Extract Block Start

I'm writing this for the friends and family of my dear friend Sam Roweis, who died on Tuesday, and for all others who have had a similar experience with anonymous Internet cruelty following the loss of a loved one.
My old high school friend Sam Roweis committed suicide Tuesday night, as reported on the Huffington Post and many other websites:
http://www.nationalpost.com/...
http://www.nydailynews.com/...
Our school was a tiny magnet school in Toronto that more closely resembled Hogwarts than your standard John Hughes institution – we entered at age 11, stayed for six intense years, the teachers were nutty but inspiring, and our fellow students were our family. We not only knew every one, we knew their birthday, their parents, their food allergies, and the best bus route to get to their house. We grew up together, and Sam, our witty and warm valedictorian, was the most brilliant and beloved among us.
During the years since graduation, I rarely saw Sam, but took vicarious pride in his remarkable accomplishments. He earned a Ph.D. from Cal-Tech, was an award-winning researcher in artificial intelligence and pattern recognition, a star professor at NYU, and a father of young twins. I looked forward to the inevitable day that Sam’s name would appear in headlines for some world-changing discovery, and I would brag to friends and colleagues that I had the locker beside the famous Sam Roweis for six years. But instead I saw his name in headlines for the most heartbreaking reason possible: Sam had jumped to his death from a 16th floor balcony.
I promptly canceled my work meetings for the rest of the day to properly indulge my grief, and as soon as my teary eyes cleared enough to focus on a computer screen, that’s where I turned. Google grief therapy – using my trusty search bar, I launched into a virtual wake with my fellow mourners spread across the continent. I started with Facebook, where I posted my thoughts and plowed through every photo and memorial posted by Sam’s friends, marveling at all the lives he had touched. I moved on to various tech blogs, where dozens of Sam’s students and colleagues attested to his teaching prowess, some citing him as an inspiration for their decision to pursue a career in computer science. And, to my delight, I found Sam immortalized in online video-taped lectures (albeit expounding on Probabilistic Graphical Models), where I could hear his voice again and pretend for a moment that he was still with us.

Extract Block End

• **Exercise 1**
In the memorial post, at which university did Sam Roweis earn his Ph.D.?
• **Exercise 2**
Rewrite the stretch of the memorial post from "My old high" through "beloved among us.", swapping "Toronto" for "Montreal".
• **Exercise 3**
Write the next part of the memorial post about Sam Roweis, picking up after its last sentence.
The lines after the memorial post come from a separate source.

Records provided Block Start

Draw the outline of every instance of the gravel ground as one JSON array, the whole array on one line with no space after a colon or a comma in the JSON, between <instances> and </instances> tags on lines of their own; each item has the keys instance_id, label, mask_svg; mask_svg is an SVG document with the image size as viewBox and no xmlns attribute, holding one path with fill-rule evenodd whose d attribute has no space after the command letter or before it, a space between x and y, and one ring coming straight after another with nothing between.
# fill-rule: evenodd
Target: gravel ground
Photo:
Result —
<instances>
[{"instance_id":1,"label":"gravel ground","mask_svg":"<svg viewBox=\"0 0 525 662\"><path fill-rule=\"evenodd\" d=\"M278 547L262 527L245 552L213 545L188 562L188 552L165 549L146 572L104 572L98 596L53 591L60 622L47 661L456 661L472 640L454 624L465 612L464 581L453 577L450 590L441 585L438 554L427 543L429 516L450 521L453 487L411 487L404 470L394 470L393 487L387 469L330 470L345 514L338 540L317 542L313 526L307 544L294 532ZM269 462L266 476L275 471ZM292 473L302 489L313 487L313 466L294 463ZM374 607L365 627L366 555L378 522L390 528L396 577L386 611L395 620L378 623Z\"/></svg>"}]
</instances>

Records provided Block End

• **Response area 1**
He earned his Ph.D. from Cal-Tech.

• **Response area 2**
My old high school friend Sam Roweis committed suicide Tuesday night, as reported on the Huffington Post and many other websites:
http://www.nationalpost.com/...
http://www.nydailynews.com/...
Our school was a tiny magnet school in Montreal that more closely resembled Hogwarts than your standard John Hughes institution – we entered at age 11, stayed for six intense years, the teachers were nutty but inspiring, and our fellow students were our family. We not only knew every one, we knew their birthday, their parents, their food allergies, and the best bus route to get to their house. We grew up together, and Sam, our witty and warm valedictorian, was the most brilliant and beloved among us.

• **Response area 3**
But then my online grief-fest took an ugly turn. I started reading the comments posted by strangers on various media sites, such as the New York Post. Horror set in, as I read heartless and soulless entries such as "Nice jump, Einstein," and tears started afresh as I thought of Sam’s widow and family reading these posts. I know I am not the first to bemoan the abuses that have resulted from Internet anonymity, but there must be broader recognition across the online community that the Internet is not a consequence-free playland. In the modern age, the Internet is where friends and family go to grieve, and they read these postings to see what the world has to say about their loved one. These hateful postings are equivalent to screaming insults at the deceased during a funeral. Website operators would do well by the public if they were to exercise more effort to delete excessively hurtful posts associated with recent deaths.